**GOAL OF THE EXERCISE**
Condense the paragraph beginning "Geoff Wright, construction manager" from the passage on the Varieties restoration below into a short bulleted list that keeps its main facts.

**SUPPLIED PASSAGE**
[Begin]

Geoff Wright, construction manager for contractors BAM – which had previously refurbished Harrogate’s Royal Hall and Sheffield City Hall – says the Varieties presented the team with various unique challenges. “The building is long, tall and old, with a fire escape on one side and residential and business properties around it. It has a tiny street in front of it which had to be used to take everything out and bring everything in, and that street also had to be kept open to the public.” As with many such projects in the field of “sympathetic restoration” much of the outlay is unseen by the public – like that heavy plant in the roof space housed atop a concrete slab resting on a steel structure to ensure the ceiling below remains undisturbed. In all about 50 sub-contractors – mostly from Yorkshire – were used on the scheme.

[End]

**LISTED RECORDS**

[Begin]

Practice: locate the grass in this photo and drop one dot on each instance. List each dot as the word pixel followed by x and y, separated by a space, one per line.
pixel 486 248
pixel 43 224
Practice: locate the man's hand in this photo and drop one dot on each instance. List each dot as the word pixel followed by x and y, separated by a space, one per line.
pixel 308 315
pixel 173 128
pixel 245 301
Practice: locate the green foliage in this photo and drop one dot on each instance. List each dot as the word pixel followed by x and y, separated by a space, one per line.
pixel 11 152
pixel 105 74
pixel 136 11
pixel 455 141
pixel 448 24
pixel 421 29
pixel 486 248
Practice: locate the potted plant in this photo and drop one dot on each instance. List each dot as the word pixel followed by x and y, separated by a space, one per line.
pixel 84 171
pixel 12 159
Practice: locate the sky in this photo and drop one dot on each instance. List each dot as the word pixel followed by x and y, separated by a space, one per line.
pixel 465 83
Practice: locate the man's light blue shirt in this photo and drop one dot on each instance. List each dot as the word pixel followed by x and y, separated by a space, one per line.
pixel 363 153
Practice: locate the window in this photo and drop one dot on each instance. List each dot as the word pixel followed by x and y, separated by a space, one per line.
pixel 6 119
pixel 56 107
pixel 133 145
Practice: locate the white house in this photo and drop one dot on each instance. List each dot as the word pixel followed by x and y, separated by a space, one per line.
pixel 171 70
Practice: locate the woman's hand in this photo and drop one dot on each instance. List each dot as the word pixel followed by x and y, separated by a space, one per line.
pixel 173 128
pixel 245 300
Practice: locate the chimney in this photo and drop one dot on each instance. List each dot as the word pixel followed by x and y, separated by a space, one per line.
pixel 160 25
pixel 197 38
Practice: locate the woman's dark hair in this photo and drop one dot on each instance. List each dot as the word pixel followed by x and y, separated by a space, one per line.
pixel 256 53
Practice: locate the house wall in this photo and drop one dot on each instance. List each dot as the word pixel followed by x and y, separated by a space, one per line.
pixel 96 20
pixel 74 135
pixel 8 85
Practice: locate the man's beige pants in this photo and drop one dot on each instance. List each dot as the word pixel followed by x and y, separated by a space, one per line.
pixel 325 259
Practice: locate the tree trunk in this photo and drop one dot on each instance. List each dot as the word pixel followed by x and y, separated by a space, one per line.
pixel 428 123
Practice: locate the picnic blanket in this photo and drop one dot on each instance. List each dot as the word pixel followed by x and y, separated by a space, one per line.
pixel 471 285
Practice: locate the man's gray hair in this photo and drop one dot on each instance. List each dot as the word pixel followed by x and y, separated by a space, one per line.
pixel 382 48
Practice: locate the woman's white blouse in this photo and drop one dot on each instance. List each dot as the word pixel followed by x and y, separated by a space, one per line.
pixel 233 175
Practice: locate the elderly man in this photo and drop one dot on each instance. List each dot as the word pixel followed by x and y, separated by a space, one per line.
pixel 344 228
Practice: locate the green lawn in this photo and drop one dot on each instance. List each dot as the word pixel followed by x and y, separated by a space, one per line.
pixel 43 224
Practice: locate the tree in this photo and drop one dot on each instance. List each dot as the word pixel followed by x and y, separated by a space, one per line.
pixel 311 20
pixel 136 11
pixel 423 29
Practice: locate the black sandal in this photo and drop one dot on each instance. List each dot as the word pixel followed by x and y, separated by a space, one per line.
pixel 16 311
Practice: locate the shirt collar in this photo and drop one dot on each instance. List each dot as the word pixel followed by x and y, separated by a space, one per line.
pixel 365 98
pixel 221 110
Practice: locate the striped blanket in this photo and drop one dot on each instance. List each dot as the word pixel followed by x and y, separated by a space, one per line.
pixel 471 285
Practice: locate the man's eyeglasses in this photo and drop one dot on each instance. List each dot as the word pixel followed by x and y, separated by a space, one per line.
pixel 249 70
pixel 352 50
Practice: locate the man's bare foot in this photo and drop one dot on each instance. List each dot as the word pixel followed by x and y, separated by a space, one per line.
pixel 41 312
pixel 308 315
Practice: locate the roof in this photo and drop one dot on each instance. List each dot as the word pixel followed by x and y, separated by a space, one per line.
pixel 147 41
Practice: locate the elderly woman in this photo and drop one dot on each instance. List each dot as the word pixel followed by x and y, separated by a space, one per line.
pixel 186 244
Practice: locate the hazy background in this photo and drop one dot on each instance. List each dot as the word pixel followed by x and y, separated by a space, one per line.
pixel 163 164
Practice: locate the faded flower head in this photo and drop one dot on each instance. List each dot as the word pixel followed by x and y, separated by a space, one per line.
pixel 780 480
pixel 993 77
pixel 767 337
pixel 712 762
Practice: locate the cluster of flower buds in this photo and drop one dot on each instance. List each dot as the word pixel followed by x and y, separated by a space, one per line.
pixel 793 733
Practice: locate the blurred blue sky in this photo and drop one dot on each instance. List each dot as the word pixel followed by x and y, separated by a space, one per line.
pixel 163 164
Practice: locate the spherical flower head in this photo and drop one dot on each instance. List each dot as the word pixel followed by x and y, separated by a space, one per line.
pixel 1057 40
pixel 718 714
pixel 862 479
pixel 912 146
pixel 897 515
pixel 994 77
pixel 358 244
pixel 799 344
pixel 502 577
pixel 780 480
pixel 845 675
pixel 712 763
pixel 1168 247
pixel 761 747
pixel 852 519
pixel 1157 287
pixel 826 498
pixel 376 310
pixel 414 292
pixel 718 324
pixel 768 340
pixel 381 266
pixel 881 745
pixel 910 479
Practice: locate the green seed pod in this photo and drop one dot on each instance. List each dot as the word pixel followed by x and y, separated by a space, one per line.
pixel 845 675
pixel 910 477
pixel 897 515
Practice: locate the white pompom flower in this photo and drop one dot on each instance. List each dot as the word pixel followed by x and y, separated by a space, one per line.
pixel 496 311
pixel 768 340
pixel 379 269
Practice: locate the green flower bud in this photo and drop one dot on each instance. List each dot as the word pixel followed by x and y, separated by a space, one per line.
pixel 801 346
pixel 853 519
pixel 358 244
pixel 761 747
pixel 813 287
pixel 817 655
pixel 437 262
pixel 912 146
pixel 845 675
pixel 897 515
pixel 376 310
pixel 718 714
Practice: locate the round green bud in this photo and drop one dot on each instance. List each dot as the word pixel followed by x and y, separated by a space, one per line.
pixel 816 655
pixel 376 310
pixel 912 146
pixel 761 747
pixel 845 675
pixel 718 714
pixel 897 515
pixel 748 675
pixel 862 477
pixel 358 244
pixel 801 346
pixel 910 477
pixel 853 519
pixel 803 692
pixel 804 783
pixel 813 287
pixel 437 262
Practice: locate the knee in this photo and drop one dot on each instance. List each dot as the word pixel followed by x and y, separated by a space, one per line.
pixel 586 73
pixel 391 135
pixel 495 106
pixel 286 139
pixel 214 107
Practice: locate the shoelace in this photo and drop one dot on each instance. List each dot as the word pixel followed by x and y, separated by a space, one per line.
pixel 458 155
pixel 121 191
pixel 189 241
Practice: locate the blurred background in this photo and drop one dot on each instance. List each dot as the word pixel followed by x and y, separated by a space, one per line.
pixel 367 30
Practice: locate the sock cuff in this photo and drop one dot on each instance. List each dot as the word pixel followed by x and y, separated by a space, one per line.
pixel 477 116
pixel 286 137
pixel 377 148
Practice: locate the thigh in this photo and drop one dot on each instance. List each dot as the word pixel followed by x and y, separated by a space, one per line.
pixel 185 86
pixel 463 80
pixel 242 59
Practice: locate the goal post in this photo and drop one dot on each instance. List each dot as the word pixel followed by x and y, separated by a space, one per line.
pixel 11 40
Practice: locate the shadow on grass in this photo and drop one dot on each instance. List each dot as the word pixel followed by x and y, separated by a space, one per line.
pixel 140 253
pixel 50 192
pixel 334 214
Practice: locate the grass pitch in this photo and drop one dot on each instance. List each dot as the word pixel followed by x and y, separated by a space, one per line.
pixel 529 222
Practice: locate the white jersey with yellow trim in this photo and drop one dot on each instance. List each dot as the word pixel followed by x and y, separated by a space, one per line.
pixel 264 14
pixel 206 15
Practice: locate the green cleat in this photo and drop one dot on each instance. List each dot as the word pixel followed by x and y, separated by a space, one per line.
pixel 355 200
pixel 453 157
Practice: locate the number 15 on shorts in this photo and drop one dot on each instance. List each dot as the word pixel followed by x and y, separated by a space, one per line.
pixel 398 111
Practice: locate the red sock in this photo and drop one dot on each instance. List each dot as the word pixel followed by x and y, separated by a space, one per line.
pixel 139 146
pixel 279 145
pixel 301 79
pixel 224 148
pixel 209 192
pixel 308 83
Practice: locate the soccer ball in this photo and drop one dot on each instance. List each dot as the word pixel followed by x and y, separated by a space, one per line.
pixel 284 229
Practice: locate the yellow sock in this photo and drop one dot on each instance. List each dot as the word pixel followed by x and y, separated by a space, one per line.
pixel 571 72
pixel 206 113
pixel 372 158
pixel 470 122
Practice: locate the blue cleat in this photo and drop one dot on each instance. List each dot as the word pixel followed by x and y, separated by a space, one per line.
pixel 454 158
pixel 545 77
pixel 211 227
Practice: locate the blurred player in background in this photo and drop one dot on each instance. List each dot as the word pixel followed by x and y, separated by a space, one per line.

[End]

**THE COMPLETED TASK**
- Geoff Wright is construction manager for contractors BAM, which had previously refurbished Harrogate's Royal Hall and Sheffield City Hall.
- He says the Varieties posed various unique challenges. The building is long, tall and old, with a fire escape on one side and residential and business properties around it.
- Everything had to be brought in and taken out via a tiny street in front of the building, which also had to stay open to the public.
- As in many "sympathetic restoration" projects, much of the outlay is unseen by the public. For example, heavy plant in the roof space sits on a concrete slab resting on a steel structure so the ceiling below stays undisturbed.
- About 50 sub-contractors, mostly from Yorkshire, worked on the scheme.